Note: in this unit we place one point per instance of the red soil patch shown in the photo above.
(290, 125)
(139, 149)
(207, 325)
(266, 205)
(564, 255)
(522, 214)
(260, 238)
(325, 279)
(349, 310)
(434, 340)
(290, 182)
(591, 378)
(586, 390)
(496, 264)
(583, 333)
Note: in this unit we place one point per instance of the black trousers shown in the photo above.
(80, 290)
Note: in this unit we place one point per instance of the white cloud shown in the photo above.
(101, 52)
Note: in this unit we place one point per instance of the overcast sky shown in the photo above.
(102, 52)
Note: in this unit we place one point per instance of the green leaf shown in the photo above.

▶ Exercise aim: Change "red soil patch" to "brown soil patch" in the lines above, and reproduce every line with nothing else altered.

▶ Solution to this task:
Note: in this unit we place one point per instance of the brown soil patch shown in the photo above.
(290, 125)
(139, 149)
(207, 325)
(266, 205)
(564, 255)
(522, 214)
(260, 238)
(325, 279)
(349, 310)
(434, 340)
(290, 182)
(591, 378)
(586, 390)
(496, 264)
(583, 333)
Note: in this unit we place one point per instance of the black trousers shown in the photo above.
(80, 290)
Note: in this unit we place one point per instance of the white cloud shown in the photo above.
(101, 52)
Note: in this unit we place one point per instance of the overcast sky shown in the photo above.
(102, 52)
Note: in this unit we place one point per instance of the green leaf shown in the photo above.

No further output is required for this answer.